Perlahan, kita kembali ke utara dan pukul sepuluh pagi tiba di Pulau Sedanau, yang ternyata sebenarnya terdiri dari dua pulau. Para perwira Prancis dari kapal korvet La Favorite, yang dipimpin oleh Kapten La Place dan pernah memetakan kelompok pulau Boengoeran, memberikan nama “Belle Isle” untuk pulau ini.
Catatan : “Belle Isle” dapat diterjemahkan sebagai “Pulau yang Cantik” dalam bahasa Indonesia. “Belle” adalah kata dalam bahasa Perancis yang berarti “cantik” atau “indah”. “Isle” adalah kata dalam bahasa Perancis yang berarti “pulau”. Secara harfiah berarti “Pulau Cantik” atau “Pulau Indah”. Nama ini sering digunakan untuk tempat-tempat yang memiliki keindahan alam yang luar biasa.
Tidak lama setelah itu, kita berlabuh di selatan pulau, pada pintu masuk selatan selat yang lebar namun dangkal dan penuh karang antara Boengoeran dan Sedanau. Sebuah tembakan meriam memberi tahu Amir bernama Radja Machmoed, wakil pemerintahan adat setempat di sini, tentang kedatangan kita. Dia kemudian datang bersama beberapa kepala adat kecil lalu kita mengunjunginya di darat.
Alur pelayaran segera menyempit, dan di terumbu karang yang semakin banyak dan dalam pada setengah abad terakhir ini. Air hanya setinggi beberapa kaki. Setelah mengelilingi ujung tenggara pulau, Tandjoeng Batoe Pandan, kita melihat perairan lepas, hanya sekitar 1,5 mil Inggris dari kampung utama.
Di sana berlabuh lima tongkang milik orang Cina dari Singapura yang berkeliling menjual barang seperti beras, kebutuhan pokok, barang pabrikan, minyak tanah, porselen, keramik, tembaga, dan besi dengan sistem barter kopra, sagu, dan hasil laut. Ada juga wangkang yang membeli kelapa untuk pasar Cina.

•••

- Perintah Tugas 1 -
Ringkaslah paragraf dalam teks sumber yang diawali dengan "Di sana berlabuh lima tongkang" menjadi daftar poin yang memuat fakta-fakta utamanya.

- Data yang Diberikan -
•••

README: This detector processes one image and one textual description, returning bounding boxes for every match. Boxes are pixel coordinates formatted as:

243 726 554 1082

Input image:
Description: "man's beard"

•••

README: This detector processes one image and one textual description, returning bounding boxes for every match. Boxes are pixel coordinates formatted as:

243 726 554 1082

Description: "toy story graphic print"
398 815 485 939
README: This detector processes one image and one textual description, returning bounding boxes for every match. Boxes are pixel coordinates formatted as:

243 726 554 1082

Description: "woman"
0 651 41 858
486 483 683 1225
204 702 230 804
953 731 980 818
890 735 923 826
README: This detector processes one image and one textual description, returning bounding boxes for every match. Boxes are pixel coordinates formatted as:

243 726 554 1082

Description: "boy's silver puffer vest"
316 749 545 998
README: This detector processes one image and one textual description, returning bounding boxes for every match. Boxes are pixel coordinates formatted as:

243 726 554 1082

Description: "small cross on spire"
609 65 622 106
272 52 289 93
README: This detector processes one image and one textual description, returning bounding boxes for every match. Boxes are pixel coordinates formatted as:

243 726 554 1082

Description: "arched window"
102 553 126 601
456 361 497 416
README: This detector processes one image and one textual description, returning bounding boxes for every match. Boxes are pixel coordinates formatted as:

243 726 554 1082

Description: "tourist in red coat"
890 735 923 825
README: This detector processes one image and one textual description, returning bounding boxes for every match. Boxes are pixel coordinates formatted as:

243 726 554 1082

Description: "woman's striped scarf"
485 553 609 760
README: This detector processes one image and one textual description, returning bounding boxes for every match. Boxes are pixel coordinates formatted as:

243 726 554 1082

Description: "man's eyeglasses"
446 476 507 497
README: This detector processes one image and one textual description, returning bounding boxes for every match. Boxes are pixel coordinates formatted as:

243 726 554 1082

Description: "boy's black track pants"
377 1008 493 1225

•••

- Perintah Tugas 2 -
Saring data di atas dan salin setiap baris yang mengandung kata "woman".

- Hasil yang Benar 1 -
- Lima tongkang milik orang Cina dari Singapura berlabuh di sana.
- Mereka berkeliling menjual beras, kebutuhan pokok, barang pabrikan, minyak tanah, porselen, keramik, tembaga, dan besi.
- Perdagangan dilakukan dengan sistem barter kopra, sagu, dan hasil laut.
- Ada juga wangkang yang membeli kelapa untuk pasar Cina.

- Hasil yang Benar 2 -
Description: "woman"
Description: "woman's striped scarf"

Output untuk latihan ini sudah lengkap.